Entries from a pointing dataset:
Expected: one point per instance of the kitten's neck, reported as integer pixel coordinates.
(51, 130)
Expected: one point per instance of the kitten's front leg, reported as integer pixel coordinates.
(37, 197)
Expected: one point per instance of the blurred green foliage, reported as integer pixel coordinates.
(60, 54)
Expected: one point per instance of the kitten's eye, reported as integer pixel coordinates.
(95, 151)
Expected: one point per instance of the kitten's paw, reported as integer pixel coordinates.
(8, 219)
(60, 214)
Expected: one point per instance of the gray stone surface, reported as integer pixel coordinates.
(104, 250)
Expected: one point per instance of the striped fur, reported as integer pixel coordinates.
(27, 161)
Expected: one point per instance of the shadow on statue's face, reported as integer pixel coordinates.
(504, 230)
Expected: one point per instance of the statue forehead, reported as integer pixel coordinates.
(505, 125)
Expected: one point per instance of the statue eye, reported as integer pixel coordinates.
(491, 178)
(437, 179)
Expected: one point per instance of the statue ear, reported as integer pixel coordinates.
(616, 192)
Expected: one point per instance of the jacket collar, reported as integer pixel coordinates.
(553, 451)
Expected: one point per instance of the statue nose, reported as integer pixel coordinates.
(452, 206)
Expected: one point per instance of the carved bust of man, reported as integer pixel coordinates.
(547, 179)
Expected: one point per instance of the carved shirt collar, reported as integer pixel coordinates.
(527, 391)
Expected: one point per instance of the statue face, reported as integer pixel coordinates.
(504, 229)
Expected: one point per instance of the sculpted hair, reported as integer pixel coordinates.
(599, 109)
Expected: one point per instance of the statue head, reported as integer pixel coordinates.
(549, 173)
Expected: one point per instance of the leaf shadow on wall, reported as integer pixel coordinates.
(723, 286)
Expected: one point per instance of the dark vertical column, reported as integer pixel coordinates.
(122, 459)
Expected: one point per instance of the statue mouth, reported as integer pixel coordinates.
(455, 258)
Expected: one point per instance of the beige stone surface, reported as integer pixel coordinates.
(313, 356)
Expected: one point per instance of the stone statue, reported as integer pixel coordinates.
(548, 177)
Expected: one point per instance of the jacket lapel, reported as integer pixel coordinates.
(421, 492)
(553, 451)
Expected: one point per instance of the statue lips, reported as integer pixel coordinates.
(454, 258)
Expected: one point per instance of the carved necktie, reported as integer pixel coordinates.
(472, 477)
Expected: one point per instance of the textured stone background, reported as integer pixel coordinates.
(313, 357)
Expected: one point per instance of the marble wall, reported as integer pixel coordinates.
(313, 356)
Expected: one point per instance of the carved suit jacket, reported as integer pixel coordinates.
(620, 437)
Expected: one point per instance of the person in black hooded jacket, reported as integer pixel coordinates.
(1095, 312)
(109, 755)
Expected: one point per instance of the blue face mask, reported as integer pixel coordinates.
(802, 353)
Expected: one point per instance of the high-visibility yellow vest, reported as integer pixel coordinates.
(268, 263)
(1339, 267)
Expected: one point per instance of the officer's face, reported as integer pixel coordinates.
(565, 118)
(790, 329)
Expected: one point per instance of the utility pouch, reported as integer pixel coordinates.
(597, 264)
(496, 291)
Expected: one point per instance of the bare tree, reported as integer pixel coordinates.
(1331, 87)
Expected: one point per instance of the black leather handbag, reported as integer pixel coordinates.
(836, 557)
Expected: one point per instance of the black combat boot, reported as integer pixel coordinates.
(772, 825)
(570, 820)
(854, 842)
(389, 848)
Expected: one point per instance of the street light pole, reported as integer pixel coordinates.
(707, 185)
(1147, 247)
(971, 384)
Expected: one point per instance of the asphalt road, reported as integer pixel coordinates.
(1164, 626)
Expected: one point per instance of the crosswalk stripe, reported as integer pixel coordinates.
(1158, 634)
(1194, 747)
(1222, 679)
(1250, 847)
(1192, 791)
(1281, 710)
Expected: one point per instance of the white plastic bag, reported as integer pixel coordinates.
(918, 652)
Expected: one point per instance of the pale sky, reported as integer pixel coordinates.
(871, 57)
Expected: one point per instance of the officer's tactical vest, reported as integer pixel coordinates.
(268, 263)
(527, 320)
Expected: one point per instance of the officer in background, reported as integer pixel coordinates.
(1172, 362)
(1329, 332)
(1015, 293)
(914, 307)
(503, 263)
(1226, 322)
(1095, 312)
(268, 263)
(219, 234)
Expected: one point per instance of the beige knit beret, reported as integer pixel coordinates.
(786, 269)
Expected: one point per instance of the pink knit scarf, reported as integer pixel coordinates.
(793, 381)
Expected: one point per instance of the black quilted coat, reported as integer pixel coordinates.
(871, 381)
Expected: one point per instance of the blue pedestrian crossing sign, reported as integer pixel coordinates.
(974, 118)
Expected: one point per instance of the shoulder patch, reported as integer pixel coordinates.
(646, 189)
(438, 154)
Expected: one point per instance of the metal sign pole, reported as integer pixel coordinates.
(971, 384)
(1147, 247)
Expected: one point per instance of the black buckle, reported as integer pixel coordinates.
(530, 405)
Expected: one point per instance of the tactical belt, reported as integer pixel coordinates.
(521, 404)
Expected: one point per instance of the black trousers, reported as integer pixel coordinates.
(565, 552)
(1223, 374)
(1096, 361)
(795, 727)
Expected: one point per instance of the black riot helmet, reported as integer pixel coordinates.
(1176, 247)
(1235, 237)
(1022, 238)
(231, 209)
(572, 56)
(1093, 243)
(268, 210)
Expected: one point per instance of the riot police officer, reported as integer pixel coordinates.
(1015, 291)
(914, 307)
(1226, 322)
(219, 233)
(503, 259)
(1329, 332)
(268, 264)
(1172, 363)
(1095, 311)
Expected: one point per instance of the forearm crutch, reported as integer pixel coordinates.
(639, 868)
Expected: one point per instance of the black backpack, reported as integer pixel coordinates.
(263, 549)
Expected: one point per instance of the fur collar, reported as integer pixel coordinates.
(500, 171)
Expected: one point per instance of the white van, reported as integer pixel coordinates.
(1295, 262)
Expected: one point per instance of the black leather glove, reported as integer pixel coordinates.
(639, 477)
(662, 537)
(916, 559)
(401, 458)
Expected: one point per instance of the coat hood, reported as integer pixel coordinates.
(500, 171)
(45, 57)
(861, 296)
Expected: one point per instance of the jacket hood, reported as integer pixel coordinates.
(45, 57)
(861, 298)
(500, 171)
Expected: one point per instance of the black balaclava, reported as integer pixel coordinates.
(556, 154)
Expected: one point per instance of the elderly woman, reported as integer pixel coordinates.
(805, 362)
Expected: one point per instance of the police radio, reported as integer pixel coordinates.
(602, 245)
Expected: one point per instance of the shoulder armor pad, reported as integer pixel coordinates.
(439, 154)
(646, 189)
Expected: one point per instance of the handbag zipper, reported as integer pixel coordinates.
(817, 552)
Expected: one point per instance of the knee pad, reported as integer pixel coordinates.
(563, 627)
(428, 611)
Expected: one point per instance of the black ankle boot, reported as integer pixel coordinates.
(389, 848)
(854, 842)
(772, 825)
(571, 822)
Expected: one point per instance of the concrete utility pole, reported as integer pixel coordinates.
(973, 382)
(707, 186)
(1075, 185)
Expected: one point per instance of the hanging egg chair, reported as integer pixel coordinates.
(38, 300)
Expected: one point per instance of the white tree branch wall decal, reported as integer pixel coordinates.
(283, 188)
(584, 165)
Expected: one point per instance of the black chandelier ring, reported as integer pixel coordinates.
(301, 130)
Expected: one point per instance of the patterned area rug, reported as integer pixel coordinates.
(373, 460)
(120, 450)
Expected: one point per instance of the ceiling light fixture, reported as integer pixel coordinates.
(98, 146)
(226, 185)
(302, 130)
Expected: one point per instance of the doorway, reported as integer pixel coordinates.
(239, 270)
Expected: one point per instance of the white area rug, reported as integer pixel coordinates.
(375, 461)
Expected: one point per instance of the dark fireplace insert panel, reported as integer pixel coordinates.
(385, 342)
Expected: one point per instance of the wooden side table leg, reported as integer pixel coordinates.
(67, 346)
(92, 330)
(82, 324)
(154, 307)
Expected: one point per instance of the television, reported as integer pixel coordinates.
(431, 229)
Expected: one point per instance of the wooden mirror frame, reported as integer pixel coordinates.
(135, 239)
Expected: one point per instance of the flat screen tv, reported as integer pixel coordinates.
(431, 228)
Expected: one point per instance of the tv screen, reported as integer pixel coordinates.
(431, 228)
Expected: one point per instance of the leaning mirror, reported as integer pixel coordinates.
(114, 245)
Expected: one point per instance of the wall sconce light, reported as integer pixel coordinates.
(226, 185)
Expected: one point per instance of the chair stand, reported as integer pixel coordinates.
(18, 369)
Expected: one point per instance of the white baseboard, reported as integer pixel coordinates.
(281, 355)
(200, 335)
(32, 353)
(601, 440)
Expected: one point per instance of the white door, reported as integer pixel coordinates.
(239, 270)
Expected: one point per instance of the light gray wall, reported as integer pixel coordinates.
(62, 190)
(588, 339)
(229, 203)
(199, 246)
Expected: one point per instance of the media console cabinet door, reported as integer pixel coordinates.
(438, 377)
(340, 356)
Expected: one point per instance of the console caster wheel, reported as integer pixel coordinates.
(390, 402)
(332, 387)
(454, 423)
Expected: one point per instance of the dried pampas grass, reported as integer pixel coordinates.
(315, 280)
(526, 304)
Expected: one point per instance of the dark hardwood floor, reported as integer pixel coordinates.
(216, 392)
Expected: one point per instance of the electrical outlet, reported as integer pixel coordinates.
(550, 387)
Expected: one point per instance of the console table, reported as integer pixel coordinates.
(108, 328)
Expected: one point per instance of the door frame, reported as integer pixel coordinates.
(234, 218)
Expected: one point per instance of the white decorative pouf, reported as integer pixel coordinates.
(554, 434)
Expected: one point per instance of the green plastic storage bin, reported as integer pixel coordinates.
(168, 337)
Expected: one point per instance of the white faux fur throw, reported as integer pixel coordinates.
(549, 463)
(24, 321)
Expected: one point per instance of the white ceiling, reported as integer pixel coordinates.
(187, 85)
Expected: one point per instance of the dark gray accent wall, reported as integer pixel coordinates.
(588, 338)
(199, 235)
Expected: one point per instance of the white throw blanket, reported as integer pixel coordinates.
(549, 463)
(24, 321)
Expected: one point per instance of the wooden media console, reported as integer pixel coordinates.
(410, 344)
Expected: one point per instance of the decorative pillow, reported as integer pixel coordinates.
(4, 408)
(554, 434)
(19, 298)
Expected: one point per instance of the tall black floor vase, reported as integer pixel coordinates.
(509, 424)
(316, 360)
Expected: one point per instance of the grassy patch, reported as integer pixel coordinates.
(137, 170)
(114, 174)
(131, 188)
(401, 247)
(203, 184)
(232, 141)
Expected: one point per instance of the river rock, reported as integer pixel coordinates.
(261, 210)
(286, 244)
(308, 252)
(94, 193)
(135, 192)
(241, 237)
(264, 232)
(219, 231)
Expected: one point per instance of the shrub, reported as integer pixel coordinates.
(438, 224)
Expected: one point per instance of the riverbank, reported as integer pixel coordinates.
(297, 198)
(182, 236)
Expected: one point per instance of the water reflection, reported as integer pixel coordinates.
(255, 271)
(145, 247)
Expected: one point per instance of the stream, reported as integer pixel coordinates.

* Given task: Reproduce the rows, everything from the line containing "Expected: one point per instance of the asphalt" down to the line containing "(1095, 311)", swapping every "black" for "dark" and leaving all else unchanged.

* Solution to the exercise:
Expected: one point per instance of the asphalt road, reported as integer pixel coordinates.
(1164, 626)
Expected: one point per instance of the crosswalk stripe, reported as integer pixel coordinates.
(1158, 634)
(1194, 747)
(1222, 679)
(1250, 847)
(1192, 791)
(1281, 710)
Expected: one point per instance of the white plastic bag, reported as integer pixel coordinates.
(918, 652)
Expected: one point per instance of the pale sky, reported as integer pixel coordinates.
(871, 57)
Expected: one point per instance of the officer's tactical vest, reported as integer pixel coordinates.
(268, 263)
(527, 320)
Expected: one point per instance of the officer in background, reported as integer pixel coordinates.
(1172, 362)
(1329, 332)
(1015, 293)
(914, 307)
(503, 263)
(1226, 322)
(1095, 312)
(268, 263)
(219, 234)
Expected: one point per instance of the beige knit beret, reported as integer pixel coordinates.
(786, 269)
Expected: one point per instance of the pink knit scarf, reported as integer pixel coordinates.
(793, 381)
Expected: one point per instance of the dark quilted coat, reported as integer pixel coordinates.
(871, 381)
Expected: one point per instance of the blue pedestrian crossing sign, reported as integer pixel coordinates.
(974, 118)
Expected: one point per instance of the shoulder patch, reported as integer pixel coordinates.
(646, 189)
(438, 154)
Expected: one point per instance of the metal sign pole, reported as integer pixel coordinates.
(971, 384)
(1147, 247)
Expected: one point per instance of the dark buckle, reported as integer pixel coordinates.
(530, 405)
Expected: one point per instance of the tactical belt, reported as integer pixel coordinates.
(521, 404)
Expected: one point per instance of the dark trousers, reported as integer pixel coordinates.
(565, 552)
(1223, 374)
(1096, 361)
(795, 727)
Expected: one point per instance of the dark riot helmet, reported as integer pixel coordinates.
(1176, 247)
(1235, 237)
(1022, 238)
(231, 209)
(572, 56)
(1093, 243)
(268, 210)
Expected: one point per instance of the riot police officer, reported as integer pixel coordinates.
(1015, 291)
(914, 307)
(1226, 322)
(219, 233)
(503, 259)
(1329, 332)
(268, 264)
(1172, 363)
(1095, 311)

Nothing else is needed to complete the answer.